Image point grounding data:
-- Opening Marker --

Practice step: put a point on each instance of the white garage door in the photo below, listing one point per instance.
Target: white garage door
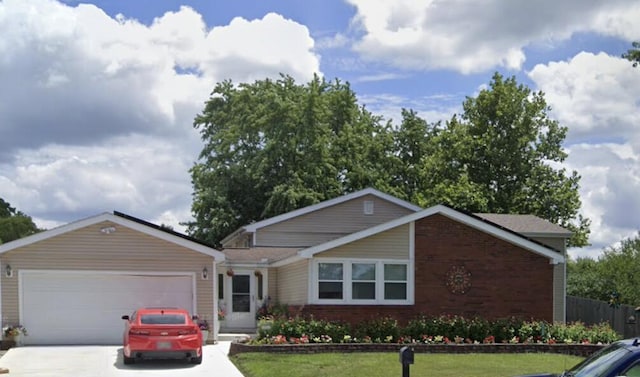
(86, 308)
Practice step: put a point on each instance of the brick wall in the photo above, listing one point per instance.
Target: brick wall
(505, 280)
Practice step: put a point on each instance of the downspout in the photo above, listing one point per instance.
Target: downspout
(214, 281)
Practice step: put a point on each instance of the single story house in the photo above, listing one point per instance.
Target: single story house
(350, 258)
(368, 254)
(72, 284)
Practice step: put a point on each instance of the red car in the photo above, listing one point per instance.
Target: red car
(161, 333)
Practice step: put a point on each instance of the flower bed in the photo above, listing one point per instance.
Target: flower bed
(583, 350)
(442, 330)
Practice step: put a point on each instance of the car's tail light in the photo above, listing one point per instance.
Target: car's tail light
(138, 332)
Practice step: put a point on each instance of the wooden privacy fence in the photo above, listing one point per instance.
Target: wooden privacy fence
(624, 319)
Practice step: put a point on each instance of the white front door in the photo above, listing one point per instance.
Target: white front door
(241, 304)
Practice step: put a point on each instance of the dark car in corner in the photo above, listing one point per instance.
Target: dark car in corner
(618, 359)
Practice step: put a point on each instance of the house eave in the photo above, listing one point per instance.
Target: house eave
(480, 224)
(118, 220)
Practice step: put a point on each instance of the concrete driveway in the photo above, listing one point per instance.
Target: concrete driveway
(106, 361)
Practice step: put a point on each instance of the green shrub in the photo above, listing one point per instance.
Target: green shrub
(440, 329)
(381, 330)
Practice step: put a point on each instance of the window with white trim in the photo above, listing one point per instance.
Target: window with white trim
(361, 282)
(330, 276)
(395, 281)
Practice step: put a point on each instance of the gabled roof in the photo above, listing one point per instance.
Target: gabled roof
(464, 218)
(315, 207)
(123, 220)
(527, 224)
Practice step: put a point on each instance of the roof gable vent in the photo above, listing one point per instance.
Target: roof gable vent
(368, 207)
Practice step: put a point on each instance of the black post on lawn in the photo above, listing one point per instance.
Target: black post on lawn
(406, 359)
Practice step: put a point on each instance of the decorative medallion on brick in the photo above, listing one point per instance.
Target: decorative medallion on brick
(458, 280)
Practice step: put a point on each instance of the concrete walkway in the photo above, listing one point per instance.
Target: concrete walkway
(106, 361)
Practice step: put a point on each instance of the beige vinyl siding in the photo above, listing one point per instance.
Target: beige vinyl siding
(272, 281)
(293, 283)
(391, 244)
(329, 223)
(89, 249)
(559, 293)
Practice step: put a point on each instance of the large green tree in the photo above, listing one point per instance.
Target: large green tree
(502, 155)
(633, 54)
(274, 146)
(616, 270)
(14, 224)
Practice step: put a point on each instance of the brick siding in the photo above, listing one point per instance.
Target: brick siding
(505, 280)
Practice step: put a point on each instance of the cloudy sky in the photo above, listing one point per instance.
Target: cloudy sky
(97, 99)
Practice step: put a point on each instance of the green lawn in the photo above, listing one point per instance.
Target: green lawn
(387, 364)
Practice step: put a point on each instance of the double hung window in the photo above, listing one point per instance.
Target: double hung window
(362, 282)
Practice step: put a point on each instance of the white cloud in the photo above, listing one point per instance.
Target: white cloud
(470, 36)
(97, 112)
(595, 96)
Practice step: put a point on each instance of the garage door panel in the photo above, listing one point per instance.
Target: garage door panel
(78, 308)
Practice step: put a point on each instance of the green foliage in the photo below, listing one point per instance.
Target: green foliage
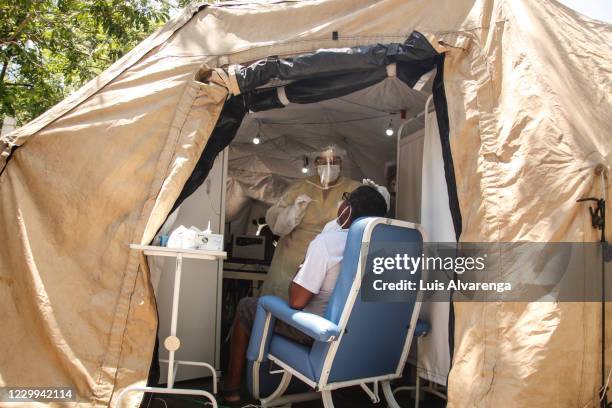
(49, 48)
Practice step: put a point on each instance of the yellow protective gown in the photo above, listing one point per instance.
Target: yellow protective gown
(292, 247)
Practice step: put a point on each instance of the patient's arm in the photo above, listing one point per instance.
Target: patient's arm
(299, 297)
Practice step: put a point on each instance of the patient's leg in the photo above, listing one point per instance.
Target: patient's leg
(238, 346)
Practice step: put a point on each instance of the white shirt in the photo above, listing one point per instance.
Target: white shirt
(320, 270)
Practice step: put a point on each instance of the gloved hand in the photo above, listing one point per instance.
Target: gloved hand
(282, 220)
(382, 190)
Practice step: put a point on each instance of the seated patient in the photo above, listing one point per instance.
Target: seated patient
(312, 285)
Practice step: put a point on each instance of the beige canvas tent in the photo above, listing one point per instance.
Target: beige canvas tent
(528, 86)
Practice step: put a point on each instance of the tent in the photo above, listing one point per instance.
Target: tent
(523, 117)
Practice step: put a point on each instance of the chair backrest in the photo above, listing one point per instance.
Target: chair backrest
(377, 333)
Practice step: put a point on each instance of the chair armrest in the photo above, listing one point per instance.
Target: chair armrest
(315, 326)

-- Closing Marker --
-- Opening Marker --

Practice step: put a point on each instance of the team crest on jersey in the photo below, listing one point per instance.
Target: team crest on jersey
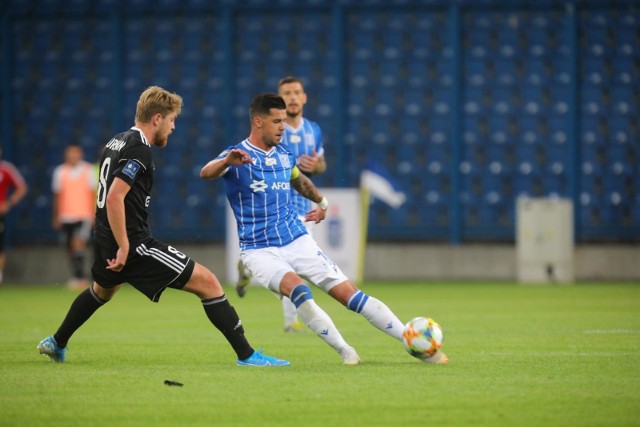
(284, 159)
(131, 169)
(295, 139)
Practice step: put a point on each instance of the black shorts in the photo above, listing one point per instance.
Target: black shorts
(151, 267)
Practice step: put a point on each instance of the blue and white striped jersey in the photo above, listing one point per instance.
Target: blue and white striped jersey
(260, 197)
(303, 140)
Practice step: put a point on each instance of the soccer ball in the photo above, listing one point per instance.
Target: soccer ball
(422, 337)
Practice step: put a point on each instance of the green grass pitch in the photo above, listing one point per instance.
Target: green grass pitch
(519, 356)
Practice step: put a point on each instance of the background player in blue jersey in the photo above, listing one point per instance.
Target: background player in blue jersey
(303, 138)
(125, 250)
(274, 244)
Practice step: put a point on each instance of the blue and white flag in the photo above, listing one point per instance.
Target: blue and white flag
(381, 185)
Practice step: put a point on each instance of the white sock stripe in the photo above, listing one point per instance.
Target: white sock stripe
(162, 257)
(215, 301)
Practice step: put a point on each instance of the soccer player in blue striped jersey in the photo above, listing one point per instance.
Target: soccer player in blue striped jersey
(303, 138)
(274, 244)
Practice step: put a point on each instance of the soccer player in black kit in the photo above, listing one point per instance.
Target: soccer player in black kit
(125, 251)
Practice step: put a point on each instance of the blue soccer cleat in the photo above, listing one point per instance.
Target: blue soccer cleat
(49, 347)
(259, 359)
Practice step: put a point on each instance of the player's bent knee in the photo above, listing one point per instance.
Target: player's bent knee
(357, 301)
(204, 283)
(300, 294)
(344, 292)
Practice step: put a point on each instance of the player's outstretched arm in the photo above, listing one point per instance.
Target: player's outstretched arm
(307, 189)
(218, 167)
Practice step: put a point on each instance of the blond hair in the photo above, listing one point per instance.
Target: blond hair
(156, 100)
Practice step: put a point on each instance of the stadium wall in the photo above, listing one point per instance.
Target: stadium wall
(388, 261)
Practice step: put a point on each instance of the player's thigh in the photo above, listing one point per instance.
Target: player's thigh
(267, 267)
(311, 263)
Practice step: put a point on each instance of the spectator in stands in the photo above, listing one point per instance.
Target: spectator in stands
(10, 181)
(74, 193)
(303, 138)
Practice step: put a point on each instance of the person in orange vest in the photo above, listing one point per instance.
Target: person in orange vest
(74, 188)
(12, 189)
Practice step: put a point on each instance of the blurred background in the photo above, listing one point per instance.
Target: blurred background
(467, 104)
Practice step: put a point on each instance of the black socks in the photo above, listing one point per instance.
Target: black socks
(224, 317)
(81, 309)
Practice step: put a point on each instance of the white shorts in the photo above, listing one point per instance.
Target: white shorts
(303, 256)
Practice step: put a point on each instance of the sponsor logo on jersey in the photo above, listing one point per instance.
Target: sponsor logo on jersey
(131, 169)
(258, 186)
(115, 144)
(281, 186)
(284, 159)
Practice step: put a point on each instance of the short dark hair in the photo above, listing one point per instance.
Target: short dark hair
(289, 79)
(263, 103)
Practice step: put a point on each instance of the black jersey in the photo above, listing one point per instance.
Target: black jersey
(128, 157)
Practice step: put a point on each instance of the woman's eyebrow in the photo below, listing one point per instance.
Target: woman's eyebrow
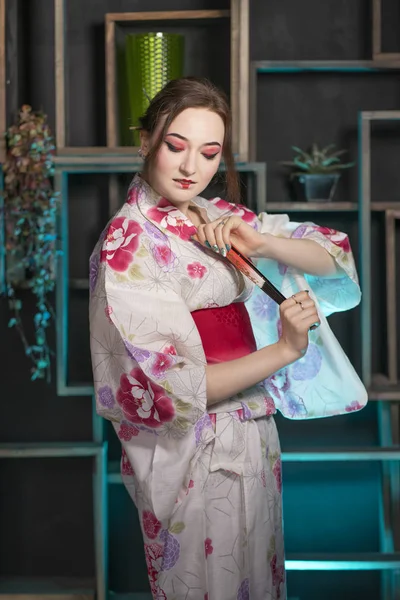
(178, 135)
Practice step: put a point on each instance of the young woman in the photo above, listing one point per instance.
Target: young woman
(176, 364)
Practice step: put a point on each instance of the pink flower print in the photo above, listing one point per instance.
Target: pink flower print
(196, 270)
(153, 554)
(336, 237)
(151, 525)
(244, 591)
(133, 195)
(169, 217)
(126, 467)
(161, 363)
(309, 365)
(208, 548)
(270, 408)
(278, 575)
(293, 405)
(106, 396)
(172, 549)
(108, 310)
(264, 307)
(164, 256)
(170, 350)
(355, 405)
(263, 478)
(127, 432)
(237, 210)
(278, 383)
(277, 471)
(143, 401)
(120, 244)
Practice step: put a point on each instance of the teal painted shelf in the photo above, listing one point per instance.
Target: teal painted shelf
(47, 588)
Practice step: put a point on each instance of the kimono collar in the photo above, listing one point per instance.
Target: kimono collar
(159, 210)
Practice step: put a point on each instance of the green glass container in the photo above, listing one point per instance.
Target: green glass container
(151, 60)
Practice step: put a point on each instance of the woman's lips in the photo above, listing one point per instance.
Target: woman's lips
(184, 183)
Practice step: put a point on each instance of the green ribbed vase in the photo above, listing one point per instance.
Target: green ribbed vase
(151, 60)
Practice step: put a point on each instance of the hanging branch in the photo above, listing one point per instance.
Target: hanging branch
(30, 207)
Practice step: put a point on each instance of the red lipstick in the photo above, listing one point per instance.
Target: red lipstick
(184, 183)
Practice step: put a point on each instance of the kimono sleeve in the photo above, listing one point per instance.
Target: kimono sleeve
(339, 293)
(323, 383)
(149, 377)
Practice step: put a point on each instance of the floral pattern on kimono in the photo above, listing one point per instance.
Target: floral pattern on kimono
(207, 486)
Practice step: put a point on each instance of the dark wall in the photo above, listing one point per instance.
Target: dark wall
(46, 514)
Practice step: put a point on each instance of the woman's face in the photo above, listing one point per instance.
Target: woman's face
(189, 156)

-- Closing Marker --

Task goal – The response must repeat exactly the lines above from the one with "Target: white cloud" through the one with "the patient's leg", including both, and must contain no pictures and no other text.

Result of this exercise –
Target: white cloud
(470, 36)
(97, 112)
(595, 96)
Practice step: put a point on each instance of the garage door panel in the photo above, listing one point per instance.
Target: garage door panel
(78, 308)
Practice step: put a point on each instance of the green foliage in the photo below, listing one point per instance.
Target: green foliage
(49, 48)
Practice step: put a point on each instance of the yellow protective gown in the photo above, listing one point per instance.
Target: yellow protective gown
(292, 247)
Practice step: put a point on each instance of the patient's arm in the photo above, listing one point per instance.
Target: patient's arm
(299, 297)
Practice step: put a point on each instance of the patient's leg in the photo above, listing one point per instance.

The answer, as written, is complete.